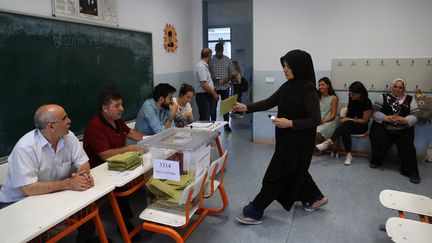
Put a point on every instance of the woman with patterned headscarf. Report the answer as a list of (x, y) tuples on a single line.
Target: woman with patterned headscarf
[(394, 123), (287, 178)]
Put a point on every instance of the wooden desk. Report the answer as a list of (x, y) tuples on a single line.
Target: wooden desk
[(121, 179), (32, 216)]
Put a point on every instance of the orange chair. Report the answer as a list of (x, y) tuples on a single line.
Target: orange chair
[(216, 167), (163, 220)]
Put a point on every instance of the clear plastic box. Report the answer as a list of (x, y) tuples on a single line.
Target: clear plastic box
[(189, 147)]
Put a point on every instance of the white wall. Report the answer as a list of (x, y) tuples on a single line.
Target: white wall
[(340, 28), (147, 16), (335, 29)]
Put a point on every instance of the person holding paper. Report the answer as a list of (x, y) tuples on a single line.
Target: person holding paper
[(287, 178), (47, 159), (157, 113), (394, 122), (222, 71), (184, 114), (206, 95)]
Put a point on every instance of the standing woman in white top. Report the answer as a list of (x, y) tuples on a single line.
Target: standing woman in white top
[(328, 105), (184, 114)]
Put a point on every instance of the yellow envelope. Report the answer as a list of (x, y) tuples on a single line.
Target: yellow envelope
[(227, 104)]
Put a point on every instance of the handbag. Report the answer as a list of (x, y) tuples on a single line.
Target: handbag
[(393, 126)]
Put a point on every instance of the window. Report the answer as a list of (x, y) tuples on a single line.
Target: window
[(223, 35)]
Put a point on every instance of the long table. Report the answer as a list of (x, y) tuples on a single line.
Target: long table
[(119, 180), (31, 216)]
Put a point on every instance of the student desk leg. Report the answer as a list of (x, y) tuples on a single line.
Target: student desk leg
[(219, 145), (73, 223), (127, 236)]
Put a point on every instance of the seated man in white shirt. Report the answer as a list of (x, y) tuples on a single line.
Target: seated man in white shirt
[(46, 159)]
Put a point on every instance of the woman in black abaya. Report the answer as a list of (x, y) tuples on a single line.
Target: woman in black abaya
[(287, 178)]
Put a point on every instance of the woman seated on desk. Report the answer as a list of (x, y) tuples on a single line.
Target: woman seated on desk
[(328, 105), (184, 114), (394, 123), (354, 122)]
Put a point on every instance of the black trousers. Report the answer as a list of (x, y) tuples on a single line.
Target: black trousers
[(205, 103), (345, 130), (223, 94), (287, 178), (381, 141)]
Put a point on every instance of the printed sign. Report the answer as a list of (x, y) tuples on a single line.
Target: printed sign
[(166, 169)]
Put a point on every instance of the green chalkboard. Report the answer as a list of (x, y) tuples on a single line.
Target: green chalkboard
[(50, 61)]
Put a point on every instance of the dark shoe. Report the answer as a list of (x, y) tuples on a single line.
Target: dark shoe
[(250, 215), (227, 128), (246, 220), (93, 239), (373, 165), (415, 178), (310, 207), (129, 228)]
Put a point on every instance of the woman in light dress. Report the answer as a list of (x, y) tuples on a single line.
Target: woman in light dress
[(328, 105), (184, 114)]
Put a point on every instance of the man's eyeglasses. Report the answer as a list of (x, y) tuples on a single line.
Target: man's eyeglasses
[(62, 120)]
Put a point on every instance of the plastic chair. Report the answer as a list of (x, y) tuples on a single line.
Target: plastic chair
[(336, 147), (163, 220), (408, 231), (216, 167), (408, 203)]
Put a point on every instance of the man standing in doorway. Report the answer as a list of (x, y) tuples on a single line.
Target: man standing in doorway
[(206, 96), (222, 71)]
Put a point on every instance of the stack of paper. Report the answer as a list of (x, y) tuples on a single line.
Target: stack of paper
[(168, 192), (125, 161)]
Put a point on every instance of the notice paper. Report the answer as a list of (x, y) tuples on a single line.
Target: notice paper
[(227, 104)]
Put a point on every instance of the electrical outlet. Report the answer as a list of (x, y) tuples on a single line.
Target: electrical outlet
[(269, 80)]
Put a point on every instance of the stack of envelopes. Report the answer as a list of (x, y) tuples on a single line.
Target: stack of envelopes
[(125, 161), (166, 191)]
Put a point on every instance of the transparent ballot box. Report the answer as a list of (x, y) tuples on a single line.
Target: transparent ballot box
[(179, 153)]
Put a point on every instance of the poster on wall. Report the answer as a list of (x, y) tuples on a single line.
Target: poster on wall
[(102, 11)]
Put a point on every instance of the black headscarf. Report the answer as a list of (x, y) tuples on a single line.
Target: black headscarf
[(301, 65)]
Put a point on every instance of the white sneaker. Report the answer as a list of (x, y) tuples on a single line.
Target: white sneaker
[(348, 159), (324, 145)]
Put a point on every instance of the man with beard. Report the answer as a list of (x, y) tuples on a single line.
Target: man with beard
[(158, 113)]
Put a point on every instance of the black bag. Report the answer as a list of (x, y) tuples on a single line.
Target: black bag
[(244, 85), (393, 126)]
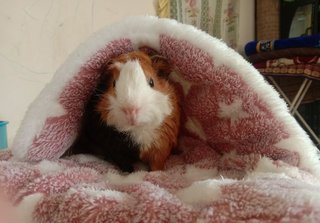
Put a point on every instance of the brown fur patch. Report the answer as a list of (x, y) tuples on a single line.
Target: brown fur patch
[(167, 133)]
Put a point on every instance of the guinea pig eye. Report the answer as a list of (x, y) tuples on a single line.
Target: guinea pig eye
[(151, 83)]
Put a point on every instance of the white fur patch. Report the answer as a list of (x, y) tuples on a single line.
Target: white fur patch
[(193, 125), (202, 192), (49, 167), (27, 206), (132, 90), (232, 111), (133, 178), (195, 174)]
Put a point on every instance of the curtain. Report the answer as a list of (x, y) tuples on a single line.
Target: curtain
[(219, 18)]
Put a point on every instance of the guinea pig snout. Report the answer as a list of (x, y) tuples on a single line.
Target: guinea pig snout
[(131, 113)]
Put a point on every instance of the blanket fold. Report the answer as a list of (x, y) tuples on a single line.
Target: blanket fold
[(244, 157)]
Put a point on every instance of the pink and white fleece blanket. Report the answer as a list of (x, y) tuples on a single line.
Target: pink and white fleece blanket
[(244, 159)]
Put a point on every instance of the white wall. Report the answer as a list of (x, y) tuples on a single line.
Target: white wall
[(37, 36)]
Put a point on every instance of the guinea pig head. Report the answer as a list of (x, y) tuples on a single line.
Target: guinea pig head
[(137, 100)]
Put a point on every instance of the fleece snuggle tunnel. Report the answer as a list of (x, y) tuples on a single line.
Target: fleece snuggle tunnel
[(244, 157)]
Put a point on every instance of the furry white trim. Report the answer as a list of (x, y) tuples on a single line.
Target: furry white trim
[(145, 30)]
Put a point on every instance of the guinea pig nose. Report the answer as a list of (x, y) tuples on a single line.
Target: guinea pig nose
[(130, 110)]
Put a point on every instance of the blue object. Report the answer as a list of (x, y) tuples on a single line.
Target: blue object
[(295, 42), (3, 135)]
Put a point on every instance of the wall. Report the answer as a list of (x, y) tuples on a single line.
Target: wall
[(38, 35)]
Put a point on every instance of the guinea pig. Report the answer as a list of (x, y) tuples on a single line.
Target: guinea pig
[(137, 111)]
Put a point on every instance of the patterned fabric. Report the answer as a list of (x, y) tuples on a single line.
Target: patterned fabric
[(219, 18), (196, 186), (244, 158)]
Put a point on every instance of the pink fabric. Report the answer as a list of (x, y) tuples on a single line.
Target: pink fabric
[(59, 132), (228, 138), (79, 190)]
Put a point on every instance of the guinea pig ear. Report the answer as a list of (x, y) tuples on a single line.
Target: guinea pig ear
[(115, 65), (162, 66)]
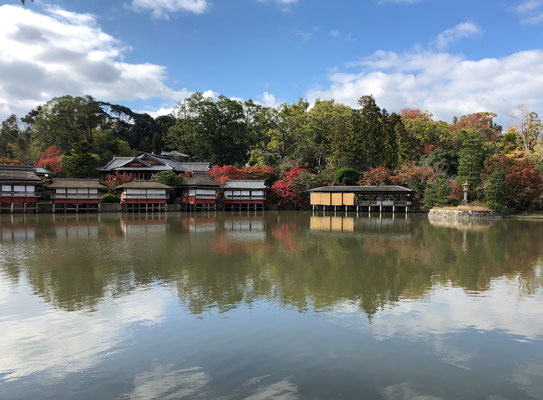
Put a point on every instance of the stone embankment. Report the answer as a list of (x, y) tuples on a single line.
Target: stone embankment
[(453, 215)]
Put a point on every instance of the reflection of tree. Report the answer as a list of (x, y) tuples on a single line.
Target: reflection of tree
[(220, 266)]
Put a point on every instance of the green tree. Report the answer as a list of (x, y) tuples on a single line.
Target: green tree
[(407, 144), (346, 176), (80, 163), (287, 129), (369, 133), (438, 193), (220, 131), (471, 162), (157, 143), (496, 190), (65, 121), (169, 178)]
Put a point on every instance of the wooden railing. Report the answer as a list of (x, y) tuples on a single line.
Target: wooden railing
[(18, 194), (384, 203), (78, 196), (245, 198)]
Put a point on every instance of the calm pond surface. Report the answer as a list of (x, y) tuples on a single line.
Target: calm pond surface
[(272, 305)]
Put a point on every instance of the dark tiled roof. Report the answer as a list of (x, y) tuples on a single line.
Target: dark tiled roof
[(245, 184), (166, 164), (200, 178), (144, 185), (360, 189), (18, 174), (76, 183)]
━━━━━━━━━━━━━━━━━━━━━━━━━━━━━━
In the records above, find the line with "Target: stone embankment"; write out exactly that line and each one after it, stopping after the line with "Put a point on every instance of the dark tiled".

_SOLUTION_:
Target: stone embankment
[(453, 215)]
Put a point on every instance of the reflection of tree. Report the answer as a list of (x, y) tuples on a single line.
Target: reflection of tree
[(220, 266)]
Put a point on every instance of the green tree. Report the answer as a list of (x, y) tuples on a single line.
Target: green tree
[(407, 144), (346, 176), (80, 163), (287, 129), (369, 133), (438, 193), (220, 131), (471, 162), (157, 143), (496, 190), (65, 121), (169, 178)]
Put a point on every instance of the wooden railing. Report the answer as a list of (x, y) tuples on a single line.
Target: wooden railing
[(18, 194), (384, 203), (78, 196), (245, 198)]
Put a point on every instance of the calm pond surface. Report the answer as a list of (x, y) tuples on a single line.
Target: calm pond surface
[(272, 305)]
Put a point on every instance of the dark tiled roof. Report the answer as a list of (x, y) tuples on a single line.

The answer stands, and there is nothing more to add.